[Coordinate annotation records]
----------

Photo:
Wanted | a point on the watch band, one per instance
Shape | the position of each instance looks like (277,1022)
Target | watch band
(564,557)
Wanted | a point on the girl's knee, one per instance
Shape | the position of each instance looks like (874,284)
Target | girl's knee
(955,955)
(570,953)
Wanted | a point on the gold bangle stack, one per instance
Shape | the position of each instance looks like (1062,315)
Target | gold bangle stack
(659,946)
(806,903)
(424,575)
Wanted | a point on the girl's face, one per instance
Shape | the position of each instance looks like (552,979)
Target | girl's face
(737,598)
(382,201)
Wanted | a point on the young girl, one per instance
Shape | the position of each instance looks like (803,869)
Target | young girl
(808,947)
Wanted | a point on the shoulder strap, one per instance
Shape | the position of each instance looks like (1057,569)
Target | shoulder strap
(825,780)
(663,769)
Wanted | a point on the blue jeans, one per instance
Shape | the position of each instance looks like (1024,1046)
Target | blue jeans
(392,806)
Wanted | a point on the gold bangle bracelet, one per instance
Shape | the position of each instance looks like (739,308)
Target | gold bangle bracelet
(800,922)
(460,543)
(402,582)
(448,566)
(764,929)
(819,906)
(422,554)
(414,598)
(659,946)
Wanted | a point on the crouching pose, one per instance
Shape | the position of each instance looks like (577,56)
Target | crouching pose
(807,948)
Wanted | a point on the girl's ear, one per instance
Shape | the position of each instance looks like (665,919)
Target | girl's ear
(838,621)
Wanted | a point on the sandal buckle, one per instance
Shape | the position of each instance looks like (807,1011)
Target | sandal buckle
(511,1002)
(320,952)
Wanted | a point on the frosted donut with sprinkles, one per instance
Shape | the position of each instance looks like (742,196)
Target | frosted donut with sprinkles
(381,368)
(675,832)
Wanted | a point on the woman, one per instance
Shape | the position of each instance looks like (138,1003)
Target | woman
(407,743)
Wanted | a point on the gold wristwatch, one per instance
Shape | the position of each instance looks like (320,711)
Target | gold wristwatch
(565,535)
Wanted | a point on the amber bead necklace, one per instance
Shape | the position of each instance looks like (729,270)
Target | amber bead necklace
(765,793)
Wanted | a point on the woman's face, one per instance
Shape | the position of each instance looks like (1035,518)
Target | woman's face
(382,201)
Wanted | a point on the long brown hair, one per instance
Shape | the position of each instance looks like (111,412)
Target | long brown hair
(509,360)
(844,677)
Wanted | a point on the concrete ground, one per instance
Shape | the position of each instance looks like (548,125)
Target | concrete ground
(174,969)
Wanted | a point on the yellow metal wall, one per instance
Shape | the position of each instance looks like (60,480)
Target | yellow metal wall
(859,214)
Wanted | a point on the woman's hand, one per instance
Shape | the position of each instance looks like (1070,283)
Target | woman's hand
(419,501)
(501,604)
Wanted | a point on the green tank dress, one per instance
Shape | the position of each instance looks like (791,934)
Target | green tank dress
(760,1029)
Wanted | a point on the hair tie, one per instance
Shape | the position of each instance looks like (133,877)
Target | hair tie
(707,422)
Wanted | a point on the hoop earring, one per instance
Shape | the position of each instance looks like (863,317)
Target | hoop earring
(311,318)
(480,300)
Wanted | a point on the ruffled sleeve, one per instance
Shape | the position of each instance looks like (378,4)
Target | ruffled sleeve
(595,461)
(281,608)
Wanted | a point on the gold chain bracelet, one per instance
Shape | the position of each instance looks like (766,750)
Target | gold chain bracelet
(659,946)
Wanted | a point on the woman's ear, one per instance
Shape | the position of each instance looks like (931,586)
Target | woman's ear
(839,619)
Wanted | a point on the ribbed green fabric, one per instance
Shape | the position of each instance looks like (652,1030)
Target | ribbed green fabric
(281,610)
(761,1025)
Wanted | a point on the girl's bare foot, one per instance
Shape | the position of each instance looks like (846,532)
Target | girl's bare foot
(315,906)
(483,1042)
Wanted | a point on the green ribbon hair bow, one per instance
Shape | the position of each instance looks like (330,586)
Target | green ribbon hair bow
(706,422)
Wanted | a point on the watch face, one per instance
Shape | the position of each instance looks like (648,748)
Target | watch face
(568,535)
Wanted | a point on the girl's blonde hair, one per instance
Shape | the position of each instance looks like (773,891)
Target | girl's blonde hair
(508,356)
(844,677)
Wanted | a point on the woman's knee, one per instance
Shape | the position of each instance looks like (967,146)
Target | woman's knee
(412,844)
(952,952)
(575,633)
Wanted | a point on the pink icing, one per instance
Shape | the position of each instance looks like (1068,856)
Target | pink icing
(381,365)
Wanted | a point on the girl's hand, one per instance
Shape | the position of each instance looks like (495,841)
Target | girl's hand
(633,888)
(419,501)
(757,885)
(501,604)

----------

* The task
Rewrite all the records above, changing every "one per instance" to "one for each instance" and keeping everything else the same.

* Correct result
Photo:
Wanted | a point on the watch band, one for each instance
Shape | the position of each instance looks like (277,1022)
Target | watch band
(564,557)
Wanted | a point on the girl's knee, one for each instance
Shape | the position of each instance looks like (874,284)
Target | girl's knee
(955,955)
(570,953)
Wanted | a point on the gold bangle stack, one for each instance
Shape | the position of each instance looks like (1062,315)
Target | gold bangle stack
(659,946)
(806,903)
(424,575)
Wanted | a point on the girl's face, one for each instance
Shape | the position of each instance looks like (552,979)
Target | girl's face
(737,598)
(382,201)
Wanted | a point on the young girl, one for each instance
Shape | the position of each instance looks like (803,869)
Target | young girl
(808,947)
Wanted | a point on the shoulder strap, one for each instance
Shape | the position of each instance looks like (1057,569)
Target | shoulder strap
(825,780)
(663,769)
Wanted | a point on the blue jeans, one for each instance
Shape | the position of each instance looks like (1024,1046)
Target | blue jeans
(392,806)
Wanted | a point on the gold bangle bracelet, one for each instance
Shape | the position of each instance looks like (739,308)
Target | gold bangle bracelet
(800,922)
(460,543)
(402,582)
(448,566)
(764,929)
(819,906)
(422,554)
(414,598)
(659,946)
Wanted | a point on the crouching pose, one for each instance
Shape | the position of each instance looks like (577,56)
Target | crouching pose
(807,948)
Wanted | a point on the girl's ear, one for each instance
Shape | the position of each instance looks like (665,919)
Target | girl's ear
(838,621)
Wanted | a point on the sandal buckle, one for each instance
Shape | the position of each instance looks like (807,1011)
Target | sandal buckle
(511,1002)
(320,952)
Wanted | a point on the frosted donut with sprinkles, one for each instance
Shape | the position of each instance looks like (742,196)
Target | frosted donut with sprinkles
(381,368)
(675,832)
Wanted | a point on the woman, one for each instance
Shape | the position of each instance looks like (138,1003)
Target | woman
(407,743)
Wanted | a point on the gold wristwatch, one for each instance
Shape | the position of each instance looks like (320,711)
Target | gold wristwatch
(565,535)
Wanted | a point on the amber bead necklace, one for each instance
Shape | the position of each instance looks like (729,270)
Target | amber bead necklace
(765,793)
Wanted | a point on the woman's face, one for each instance
Shape | the position of each instance looks like (1035,518)
Target | woman's face
(382,201)
Wanted | a point on the long brown hair, one for each instance
Shape | the position of each instance looks like (111,412)
Target | long brown hair
(509,360)
(844,677)
Wanted | a point on the concrete ground, one for each instance
Shape | the position of each instance looks like (548,125)
Target | concrete ground
(174,969)
Wanted | a point on the yellow metal wall, one for each instance
Shape | the position of each instance looks like (60,480)
Target | yellow metal wall
(859,214)
Wanted | a point on the woman's hand, one for each instance
Shape | the position of each instance looks like (1070,283)
Target | woman's hand
(419,501)
(501,604)
Wanted | a point on the green tank dress, one for each instance
Shape | the position of each instance looks like (791,934)
Target | green tank dress
(760,1029)
Wanted | a point on the hair tie, one for each instance
Shape | the position of each instance looks like (133,877)
Target | hair tie
(707,422)
Wanted | a point on the hoop earring, one for each instance
Shape | the position of each instance looks like (863,317)
Target | hoop earring
(311,318)
(480,300)
Wanted | a point on the ruffled sleeve, one for each instance
Shape | the position of each instance looks like (378,4)
Target | ruffled sleeve
(595,461)
(281,608)
Wanted | a point on the gold chain bracelet, one for each instance
Shape | the position of each instance looks like (766,750)
Target | gold chain bracelet
(659,946)
Wanted | a point on the woman's ear, one for each instance
Shape | the position of each instance looks like (931,586)
Target | woman's ear
(839,619)
Wanted | a point on the ribbed green fabric, one for each instance
Shape | the position of each instance looks like (652,1030)
Target | ribbed green fabric
(281,610)
(761,1025)
Wanted | a point on the girl's bare foot, one for each instance
Shape | the position of each instance looks like (846,532)
Target | girl's bare foot
(315,906)
(483,1042)
Wanted | a point on the green ribbon hair bow, one for each instance
Shape | the position of each instance looks like (330,586)
Target | green ribbon hair bow
(706,422)
Wanted | a point on the watch face, one for each instance
Shape | the position of each instance looks like (648,748)
Target | watch face
(568,535)
Wanted | a point on the girl's blonde hair, one for each instance
Shape | the position of each instance looks like (773,891)
Target | girl's blonde hair
(508,356)
(844,677)
Wanted | a point on the woman's knee, one for each instance
Shape | the position of each instance looks like (967,146)
Target | woman's knee
(412,844)
(952,952)
(575,633)
Wanted | a point on the pink icing, one for each instance
Shape | the position of each instance looks like (1068,856)
Target | pink icing
(381,365)
Wanted | a point on the girl's hand, one for each instance
Shape | the position of each instance looks like (495,841)
Target | girl's hand
(633,888)
(419,501)
(757,885)
(501,604)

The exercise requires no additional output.